*Task directions:* Find the line that contains "Indicate the chair" and print it and every line after it, exactly, please.

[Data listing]
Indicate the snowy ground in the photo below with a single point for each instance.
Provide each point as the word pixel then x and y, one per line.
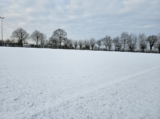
pixel 70 84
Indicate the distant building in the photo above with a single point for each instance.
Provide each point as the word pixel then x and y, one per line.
pixel 27 45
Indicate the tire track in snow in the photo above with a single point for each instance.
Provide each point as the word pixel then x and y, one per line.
pixel 66 99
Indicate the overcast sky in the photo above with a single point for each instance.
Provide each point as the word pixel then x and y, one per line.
pixel 82 19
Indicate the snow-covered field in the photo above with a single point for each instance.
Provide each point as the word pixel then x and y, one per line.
pixel 74 84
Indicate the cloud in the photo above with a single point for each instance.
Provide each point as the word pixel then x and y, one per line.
pixel 82 19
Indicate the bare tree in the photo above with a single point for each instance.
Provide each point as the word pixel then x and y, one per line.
pixel 158 42
pixel 61 35
pixel 75 44
pixel 92 43
pixel 124 38
pixel 142 42
pixel 53 42
pixel 80 44
pixel 152 40
pixel 21 35
pixel 99 44
pixel 131 42
pixel 38 37
pixel 86 44
pixel 107 41
pixel 117 43
pixel 68 44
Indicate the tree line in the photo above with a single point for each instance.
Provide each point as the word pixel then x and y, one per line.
pixel 125 42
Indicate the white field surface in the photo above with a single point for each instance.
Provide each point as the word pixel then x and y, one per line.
pixel 74 84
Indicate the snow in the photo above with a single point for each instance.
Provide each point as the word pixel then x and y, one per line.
pixel 75 84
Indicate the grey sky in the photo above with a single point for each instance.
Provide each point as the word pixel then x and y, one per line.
pixel 82 19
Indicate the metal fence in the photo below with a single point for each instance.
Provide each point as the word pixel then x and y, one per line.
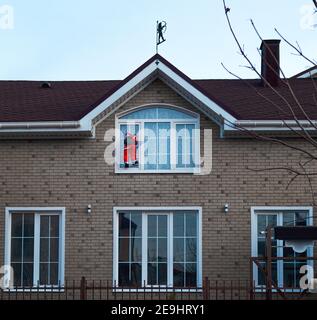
pixel 106 290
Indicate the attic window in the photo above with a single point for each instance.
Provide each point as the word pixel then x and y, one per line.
pixel 158 139
pixel 46 85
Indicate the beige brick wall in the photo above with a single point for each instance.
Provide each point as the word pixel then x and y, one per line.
pixel 73 173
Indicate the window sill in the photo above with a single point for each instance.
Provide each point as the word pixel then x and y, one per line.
pixel 35 290
pixel 157 290
pixel 260 289
pixel 176 171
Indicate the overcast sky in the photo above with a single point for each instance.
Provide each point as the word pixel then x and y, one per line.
pixel 101 39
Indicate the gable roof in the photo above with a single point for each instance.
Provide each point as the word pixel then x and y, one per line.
pixel 26 101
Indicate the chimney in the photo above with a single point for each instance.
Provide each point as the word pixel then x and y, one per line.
pixel 270 66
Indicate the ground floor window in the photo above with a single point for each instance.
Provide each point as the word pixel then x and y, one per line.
pixel 285 274
pixel 35 246
pixel 157 247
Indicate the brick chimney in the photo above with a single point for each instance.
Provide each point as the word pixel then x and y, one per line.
pixel 270 67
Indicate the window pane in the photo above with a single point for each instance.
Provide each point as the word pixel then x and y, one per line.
pixel 44 274
pixel 156 145
pixel 44 226
pixel 179 274
pixel 129 146
pixel 261 224
pixel 191 224
pixel 162 225
pixel 301 218
pixel 27 274
pixel 162 274
pixel 152 250
pixel 17 274
pixel 54 274
pixel 54 226
pixel 54 250
pixel 178 224
pixel 191 274
pixel 136 225
pixel 124 274
pixel 16 250
pixel 179 250
pixel 16 221
pixel 49 249
pixel 152 273
pixel 152 226
pixel 124 250
pixel 261 247
pixel 185 145
pixel 162 250
pixel 150 145
pixel 191 250
pixel 124 224
pixel 136 249
pixel 28 250
pixel 28 224
pixel 136 274
pixel 164 145
pixel 44 250
pixel 289 274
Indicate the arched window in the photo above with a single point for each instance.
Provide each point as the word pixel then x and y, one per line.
pixel 158 139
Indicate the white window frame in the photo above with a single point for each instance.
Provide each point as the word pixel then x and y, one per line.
pixel 170 211
pixel 173 143
pixel 278 211
pixel 38 212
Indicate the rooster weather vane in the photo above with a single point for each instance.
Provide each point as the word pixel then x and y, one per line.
pixel 160 30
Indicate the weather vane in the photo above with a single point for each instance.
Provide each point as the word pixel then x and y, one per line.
pixel 160 30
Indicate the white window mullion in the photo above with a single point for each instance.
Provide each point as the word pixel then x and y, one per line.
pixel 170 256
pixel 280 253
pixel 173 151
pixel 141 145
pixel 144 249
pixel 36 268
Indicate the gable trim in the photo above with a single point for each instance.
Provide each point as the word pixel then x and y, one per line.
pixel 153 67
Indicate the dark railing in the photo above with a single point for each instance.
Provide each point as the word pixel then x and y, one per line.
pixel 106 290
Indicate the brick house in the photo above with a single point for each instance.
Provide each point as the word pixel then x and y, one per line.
pixel 144 179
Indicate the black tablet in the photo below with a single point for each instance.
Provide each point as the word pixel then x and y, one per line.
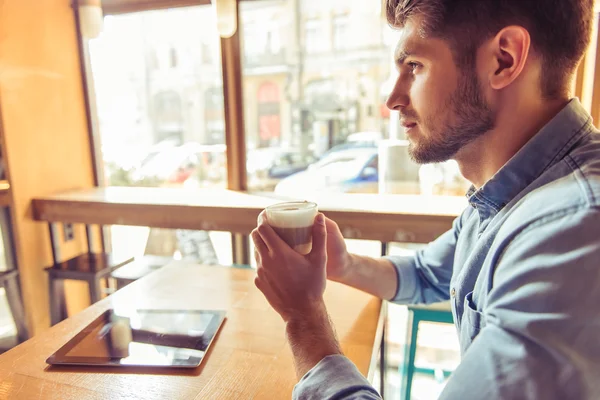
pixel 144 338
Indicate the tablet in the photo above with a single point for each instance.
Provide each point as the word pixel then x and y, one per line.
pixel 144 338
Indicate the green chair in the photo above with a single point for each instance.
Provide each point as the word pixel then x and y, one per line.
pixel 432 313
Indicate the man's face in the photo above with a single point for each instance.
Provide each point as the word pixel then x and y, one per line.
pixel 441 105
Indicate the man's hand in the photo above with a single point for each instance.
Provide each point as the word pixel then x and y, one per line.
pixel 294 285
pixel 338 258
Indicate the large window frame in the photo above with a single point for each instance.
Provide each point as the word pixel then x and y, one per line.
pixel 586 86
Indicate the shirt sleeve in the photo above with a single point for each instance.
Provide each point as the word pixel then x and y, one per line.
pixel 335 377
pixel 540 338
pixel 425 278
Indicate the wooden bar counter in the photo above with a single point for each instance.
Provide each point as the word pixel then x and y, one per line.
pixel 387 218
pixel 249 358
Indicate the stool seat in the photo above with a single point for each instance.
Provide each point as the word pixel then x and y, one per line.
pixel 87 265
pixel 139 268
pixel 438 312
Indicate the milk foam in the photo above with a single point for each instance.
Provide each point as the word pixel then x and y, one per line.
pixel 292 215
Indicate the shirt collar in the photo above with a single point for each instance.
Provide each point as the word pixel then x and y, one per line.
pixel 544 150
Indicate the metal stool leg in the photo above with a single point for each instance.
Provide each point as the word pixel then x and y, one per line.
pixel 410 351
pixel 15 303
pixel 95 290
pixel 58 309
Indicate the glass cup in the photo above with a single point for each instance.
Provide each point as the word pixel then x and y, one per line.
pixel 293 222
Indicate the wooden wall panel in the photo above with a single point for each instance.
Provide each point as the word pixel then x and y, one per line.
pixel 45 134
pixel 127 6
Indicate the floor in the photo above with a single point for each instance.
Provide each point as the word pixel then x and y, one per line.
pixel 8 330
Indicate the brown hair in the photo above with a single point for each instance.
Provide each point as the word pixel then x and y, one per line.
pixel 560 29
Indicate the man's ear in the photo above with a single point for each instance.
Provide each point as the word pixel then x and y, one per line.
pixel 509 51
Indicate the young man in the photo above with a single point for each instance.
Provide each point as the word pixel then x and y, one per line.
pixel 485 83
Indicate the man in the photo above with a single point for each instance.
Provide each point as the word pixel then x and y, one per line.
pixel 485 83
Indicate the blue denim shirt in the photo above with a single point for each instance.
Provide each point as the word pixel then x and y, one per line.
pixel 521 268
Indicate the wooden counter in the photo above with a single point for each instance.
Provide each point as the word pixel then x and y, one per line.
pixel 249 358
pixel 387 218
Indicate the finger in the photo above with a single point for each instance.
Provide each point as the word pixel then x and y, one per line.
pixel 332 227
pixel 319 250
pixel 259 243
pixel 262 217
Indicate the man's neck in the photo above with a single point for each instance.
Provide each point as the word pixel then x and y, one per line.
pixel 516 125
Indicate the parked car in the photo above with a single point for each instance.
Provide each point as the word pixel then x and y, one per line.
pixel 176 165
pixel 357 140
pixel 268 166
pixel 344 171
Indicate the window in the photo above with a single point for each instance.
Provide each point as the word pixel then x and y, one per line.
pixel 159 97
pixel 315 41
pixel 330 105
pixel 340 32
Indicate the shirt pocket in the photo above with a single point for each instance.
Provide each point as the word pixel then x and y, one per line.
pixel 472 322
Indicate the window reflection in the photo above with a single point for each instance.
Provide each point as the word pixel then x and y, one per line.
pixel 325 95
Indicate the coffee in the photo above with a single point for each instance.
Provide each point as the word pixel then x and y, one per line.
pixel 293 222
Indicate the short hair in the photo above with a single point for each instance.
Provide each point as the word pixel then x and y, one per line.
pixel 560 30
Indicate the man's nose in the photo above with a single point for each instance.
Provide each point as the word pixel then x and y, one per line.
pixel 399 98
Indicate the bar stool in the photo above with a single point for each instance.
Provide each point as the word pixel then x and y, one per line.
pixel 89 267
pixel 138 269
pixel 441 313
pixel 9 280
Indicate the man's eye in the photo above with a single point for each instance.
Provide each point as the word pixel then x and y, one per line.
pixel 413 66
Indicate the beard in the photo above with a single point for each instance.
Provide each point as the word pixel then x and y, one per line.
pixel 473 118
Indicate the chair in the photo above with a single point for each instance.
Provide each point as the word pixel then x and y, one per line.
pixel 9 280
pixel 138 269
pixel 441 313
pixel 89 267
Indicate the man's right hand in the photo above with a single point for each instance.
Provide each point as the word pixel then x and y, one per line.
pixel 338 258
pixel 375 276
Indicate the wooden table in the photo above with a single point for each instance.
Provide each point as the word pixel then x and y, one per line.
pixel 249 358
pixel 386 218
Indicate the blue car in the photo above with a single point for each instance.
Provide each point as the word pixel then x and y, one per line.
pixel 345 171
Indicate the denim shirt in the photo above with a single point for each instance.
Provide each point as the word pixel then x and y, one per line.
pixel 521 268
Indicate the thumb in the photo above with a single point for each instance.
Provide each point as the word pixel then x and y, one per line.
pixel 319 250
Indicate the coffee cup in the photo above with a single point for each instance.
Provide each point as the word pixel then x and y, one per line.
pixel 293 222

*Solution:*
Indicate the chair in the photo above with a single point for each instance.
Provide each point as the word pixel then x and y, one per line.
pixel 9 280
pixel 138 269
pixel 441 313
pixel 89 267
Indicate the man's right hand in the photo above with a single point for each instance.
Provide each point as the word pixel then x and y, one per line.
pixel 338 258
pixel 375 276
Indicate the wooden table in the photo above with a single point for each instance.
Provide each point as the word pixel then x and y, one per line.
pixel 249 358
pixel 386 218
Indicate the blue car in the photo above with a single point for each instance.
Provide each point as the word pixel then x and y, one per line.
pixel 345 171
Indicate the denim shirt in the photo above with a single point for each instance.
Provide each point as the word pixel then x and y, one per line.
pixel 521 268
Indicate the thumb in the photo above with a single point for each instance.
Provide each point as the word pixel then x and y, one per line.
pixel 319 250
Indicate the coffee cup in the photo above with a single point for each instance.
Provide each point as the word pixel then x and y, one per line.
pixel 293 222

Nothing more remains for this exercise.